JOB:
What is needed is an exact copy of the entries below, from the line that contains "Target: landing gear strut" through the final line, both included, and nothing else.
— START TASK INPUT —
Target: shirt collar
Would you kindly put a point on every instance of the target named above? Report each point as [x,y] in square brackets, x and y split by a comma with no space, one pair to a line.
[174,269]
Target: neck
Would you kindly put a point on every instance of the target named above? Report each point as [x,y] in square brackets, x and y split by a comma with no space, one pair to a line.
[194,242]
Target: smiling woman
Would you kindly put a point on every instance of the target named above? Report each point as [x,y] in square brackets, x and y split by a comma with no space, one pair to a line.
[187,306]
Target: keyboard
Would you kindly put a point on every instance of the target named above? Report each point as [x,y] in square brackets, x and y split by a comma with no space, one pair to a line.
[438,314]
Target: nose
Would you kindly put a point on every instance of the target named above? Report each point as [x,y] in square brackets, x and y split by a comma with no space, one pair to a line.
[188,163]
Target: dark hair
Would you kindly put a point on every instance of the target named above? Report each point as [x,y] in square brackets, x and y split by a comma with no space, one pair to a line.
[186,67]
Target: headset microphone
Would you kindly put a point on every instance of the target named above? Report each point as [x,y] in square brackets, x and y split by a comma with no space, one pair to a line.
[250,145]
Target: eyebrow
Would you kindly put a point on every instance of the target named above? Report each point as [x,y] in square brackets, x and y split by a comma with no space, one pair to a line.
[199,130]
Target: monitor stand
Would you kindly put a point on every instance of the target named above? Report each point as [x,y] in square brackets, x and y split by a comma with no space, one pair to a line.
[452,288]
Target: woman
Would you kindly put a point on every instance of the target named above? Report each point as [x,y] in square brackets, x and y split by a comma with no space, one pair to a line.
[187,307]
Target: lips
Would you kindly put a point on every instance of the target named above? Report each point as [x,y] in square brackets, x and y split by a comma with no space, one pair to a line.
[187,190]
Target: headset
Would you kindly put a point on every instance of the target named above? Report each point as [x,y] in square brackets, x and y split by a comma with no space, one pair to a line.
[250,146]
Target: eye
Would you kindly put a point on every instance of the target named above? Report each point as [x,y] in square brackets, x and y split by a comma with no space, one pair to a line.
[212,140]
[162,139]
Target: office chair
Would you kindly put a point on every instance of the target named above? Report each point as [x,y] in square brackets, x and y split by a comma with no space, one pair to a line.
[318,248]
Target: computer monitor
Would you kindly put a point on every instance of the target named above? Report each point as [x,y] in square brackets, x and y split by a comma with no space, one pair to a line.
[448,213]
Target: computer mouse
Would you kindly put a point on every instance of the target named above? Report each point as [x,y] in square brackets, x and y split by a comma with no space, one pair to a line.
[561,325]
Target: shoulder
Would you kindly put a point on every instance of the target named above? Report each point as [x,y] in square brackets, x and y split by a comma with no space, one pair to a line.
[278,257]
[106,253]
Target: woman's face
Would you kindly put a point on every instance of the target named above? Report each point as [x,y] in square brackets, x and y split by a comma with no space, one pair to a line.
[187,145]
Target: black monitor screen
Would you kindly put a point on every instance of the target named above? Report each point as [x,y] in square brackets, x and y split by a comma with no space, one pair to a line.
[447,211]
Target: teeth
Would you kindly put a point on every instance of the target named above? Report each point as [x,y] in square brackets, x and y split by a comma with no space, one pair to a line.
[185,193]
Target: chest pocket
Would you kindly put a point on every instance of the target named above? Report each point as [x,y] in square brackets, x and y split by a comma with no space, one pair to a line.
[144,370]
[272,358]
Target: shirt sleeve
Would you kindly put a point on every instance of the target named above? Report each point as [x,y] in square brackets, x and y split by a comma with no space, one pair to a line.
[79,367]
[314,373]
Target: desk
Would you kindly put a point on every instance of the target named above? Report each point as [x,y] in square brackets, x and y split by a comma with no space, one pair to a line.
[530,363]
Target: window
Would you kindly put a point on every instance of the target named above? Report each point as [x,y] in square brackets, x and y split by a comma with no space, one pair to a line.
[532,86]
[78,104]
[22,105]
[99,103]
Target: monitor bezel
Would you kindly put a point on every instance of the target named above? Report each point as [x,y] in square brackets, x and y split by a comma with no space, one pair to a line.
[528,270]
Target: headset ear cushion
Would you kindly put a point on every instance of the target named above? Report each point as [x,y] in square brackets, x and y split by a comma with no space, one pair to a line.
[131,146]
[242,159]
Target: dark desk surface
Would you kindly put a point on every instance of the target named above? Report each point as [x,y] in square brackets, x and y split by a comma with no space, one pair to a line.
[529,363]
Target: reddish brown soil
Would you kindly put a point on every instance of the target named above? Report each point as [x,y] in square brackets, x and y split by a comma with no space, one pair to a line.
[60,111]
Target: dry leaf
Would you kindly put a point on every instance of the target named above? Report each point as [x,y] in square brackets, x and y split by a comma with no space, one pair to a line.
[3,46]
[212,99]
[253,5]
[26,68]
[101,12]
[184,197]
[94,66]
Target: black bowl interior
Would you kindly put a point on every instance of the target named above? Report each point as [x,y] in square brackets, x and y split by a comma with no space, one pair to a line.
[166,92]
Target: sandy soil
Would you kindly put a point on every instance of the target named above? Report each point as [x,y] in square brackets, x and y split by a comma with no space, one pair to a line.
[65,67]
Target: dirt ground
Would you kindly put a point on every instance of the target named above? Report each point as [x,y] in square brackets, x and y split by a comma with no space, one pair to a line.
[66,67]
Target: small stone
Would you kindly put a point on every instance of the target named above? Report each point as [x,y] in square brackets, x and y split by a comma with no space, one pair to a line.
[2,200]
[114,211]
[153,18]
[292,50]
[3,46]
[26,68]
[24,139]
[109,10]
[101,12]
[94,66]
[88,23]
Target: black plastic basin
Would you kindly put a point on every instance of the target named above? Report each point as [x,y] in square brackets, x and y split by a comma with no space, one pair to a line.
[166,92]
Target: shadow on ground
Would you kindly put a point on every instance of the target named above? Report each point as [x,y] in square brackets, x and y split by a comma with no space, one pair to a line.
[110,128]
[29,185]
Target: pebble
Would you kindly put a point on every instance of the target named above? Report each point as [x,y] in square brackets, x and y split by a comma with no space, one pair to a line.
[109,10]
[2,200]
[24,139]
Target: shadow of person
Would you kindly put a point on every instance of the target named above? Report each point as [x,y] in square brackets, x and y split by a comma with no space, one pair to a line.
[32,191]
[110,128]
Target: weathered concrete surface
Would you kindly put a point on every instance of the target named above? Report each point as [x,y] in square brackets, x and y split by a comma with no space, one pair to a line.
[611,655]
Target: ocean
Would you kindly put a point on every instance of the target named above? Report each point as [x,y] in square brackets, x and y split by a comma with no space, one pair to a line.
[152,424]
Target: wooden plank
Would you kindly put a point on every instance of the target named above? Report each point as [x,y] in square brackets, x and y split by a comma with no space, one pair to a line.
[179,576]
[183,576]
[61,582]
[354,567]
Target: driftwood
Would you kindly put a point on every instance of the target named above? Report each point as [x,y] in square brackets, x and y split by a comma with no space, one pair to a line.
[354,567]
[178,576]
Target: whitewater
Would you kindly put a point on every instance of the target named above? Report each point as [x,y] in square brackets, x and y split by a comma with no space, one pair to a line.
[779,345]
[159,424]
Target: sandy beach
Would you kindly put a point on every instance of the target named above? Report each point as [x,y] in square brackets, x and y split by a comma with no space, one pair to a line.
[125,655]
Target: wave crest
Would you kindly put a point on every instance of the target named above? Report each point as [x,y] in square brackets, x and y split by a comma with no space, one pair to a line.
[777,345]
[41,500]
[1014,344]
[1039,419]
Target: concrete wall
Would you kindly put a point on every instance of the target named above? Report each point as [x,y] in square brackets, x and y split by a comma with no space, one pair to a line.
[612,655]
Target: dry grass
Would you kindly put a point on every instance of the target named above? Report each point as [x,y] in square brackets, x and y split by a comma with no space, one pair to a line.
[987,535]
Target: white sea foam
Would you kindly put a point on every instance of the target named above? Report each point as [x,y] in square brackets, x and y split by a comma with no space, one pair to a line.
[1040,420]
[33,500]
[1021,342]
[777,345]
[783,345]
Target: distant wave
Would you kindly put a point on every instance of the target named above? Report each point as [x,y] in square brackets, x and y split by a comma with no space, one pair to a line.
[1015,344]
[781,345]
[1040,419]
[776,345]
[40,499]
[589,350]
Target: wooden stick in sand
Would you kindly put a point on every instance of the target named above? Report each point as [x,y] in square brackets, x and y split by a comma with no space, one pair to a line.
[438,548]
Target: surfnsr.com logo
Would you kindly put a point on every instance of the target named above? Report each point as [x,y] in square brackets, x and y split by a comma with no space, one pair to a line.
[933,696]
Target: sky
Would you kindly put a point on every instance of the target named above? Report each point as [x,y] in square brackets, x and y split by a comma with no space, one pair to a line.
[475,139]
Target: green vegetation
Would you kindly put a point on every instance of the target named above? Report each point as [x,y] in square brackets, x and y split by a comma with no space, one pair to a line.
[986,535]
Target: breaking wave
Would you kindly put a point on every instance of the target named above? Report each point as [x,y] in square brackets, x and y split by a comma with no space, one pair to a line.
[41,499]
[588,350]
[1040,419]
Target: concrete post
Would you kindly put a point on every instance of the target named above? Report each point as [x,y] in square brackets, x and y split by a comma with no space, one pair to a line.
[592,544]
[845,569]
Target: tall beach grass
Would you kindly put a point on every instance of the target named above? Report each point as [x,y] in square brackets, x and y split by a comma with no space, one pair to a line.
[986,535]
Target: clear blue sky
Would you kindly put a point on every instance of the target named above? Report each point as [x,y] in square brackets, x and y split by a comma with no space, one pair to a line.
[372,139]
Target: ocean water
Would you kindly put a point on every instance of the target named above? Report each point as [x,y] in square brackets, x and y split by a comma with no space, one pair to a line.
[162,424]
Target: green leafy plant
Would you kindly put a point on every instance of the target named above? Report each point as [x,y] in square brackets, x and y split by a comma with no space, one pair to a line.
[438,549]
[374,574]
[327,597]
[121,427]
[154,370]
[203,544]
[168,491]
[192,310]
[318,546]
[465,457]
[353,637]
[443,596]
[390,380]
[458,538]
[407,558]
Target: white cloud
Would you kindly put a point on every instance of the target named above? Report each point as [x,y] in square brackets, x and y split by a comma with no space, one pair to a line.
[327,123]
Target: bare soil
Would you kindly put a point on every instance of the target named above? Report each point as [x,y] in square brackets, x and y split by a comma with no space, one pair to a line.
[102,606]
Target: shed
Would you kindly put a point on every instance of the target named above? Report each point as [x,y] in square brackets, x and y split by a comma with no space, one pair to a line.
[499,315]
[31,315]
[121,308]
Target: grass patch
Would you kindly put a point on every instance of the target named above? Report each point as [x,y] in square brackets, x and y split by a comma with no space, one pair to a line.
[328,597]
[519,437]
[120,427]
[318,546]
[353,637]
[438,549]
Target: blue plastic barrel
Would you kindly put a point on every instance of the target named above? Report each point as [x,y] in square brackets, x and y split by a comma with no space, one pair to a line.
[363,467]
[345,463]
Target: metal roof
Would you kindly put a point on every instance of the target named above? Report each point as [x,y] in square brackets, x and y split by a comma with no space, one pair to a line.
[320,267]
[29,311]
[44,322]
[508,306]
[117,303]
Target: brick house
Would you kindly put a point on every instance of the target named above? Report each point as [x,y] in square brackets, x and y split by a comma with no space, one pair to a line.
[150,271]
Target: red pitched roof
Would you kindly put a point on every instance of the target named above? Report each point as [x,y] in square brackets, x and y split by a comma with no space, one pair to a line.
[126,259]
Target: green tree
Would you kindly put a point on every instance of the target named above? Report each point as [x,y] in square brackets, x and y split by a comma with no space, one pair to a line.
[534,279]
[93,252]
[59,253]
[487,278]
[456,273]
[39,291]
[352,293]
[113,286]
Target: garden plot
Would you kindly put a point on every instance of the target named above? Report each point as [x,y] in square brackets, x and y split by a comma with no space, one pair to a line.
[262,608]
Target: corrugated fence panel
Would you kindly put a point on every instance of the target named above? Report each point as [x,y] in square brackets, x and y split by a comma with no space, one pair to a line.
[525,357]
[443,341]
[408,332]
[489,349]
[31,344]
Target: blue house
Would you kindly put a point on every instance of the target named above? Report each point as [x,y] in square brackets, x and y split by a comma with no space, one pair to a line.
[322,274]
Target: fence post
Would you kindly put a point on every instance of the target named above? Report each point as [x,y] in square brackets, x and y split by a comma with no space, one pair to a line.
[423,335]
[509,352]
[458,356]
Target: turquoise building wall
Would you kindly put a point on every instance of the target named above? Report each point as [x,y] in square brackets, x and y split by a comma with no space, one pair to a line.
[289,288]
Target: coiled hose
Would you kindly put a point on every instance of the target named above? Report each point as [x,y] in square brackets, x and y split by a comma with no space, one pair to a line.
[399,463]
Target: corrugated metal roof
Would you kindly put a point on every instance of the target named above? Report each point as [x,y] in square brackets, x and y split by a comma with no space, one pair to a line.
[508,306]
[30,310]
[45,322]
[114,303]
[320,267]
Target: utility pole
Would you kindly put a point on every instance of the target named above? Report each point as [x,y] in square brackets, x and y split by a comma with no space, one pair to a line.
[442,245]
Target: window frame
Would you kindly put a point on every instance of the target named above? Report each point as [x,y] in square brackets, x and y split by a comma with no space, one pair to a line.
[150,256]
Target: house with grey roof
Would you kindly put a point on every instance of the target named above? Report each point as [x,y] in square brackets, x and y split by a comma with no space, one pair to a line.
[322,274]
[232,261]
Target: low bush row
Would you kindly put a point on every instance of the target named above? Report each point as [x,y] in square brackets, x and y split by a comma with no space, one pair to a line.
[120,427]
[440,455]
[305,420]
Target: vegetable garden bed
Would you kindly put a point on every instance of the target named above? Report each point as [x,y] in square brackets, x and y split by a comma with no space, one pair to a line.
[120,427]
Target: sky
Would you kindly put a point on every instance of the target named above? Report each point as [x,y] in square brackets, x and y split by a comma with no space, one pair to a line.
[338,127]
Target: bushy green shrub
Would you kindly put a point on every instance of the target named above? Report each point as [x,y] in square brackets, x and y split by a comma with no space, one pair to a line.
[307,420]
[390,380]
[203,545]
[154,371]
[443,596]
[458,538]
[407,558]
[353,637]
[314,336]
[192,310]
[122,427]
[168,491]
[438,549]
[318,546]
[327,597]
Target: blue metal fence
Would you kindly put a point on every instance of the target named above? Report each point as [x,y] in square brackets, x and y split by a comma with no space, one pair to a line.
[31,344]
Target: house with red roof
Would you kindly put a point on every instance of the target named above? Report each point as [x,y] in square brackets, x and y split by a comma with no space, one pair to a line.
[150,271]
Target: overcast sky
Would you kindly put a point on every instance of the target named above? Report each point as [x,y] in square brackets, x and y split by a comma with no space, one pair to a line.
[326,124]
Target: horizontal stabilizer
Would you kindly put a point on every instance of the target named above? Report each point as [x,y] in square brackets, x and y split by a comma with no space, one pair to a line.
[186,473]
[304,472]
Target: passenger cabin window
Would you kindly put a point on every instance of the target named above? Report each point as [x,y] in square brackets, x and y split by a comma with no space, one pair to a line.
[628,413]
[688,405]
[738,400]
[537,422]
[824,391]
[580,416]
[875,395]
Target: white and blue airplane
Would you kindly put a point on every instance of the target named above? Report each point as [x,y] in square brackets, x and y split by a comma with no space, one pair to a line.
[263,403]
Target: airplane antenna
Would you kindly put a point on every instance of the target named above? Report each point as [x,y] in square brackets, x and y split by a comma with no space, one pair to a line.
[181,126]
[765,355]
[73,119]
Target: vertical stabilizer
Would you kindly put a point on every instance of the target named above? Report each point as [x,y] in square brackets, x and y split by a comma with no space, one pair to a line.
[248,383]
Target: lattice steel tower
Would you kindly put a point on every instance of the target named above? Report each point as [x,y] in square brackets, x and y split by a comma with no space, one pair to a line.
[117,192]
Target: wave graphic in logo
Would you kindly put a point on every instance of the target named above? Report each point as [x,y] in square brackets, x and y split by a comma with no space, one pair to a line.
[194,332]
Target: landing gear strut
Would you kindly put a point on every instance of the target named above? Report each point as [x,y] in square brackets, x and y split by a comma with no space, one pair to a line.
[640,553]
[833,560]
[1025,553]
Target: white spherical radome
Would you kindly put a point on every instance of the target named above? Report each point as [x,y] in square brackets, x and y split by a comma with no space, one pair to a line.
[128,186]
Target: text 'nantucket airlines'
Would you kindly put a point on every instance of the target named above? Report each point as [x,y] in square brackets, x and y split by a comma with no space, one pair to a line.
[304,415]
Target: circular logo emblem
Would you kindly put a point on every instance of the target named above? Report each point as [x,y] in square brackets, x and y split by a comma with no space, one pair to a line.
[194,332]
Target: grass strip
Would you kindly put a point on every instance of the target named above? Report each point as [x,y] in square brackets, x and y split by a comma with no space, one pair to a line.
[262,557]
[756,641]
— END TASK INPUT —
RESPONSE:
Target: landing gear strut
Would you kindly put a point on every instance of the target named above? Report each point as [x,y] in square brackets, x and y split by a comma with no space, one pair to a line.
[640,553]
[833,560]
[1025,553]
Target: white spherical radome
Would you kindly put a point on every instance of the target named above? Report each point as [x,y] in square brackets, x and y split by a comma with no space, one pair to a line.
[128,186]
Target: text 'nantucket airlines'
Would you kindly put a point on every instance of the target named above? Report each point as [x,y] in square brackets, x and y split by a comma with no space, one pair to a line.
[304,415]
Target: circular logo emblem
Would you kindly put a point on every instance of the target named above? Report each point as [x,y] in square brackets, x and y split by a comma with no space, one pair to a line.
[194,332]
Target: grass strip
Would you kindly put a point on every instance of the target named above? Report each point as [x,y] in square brackets, x and y split by a comma with no space, one pair to a line.
[262,557]
[756,641]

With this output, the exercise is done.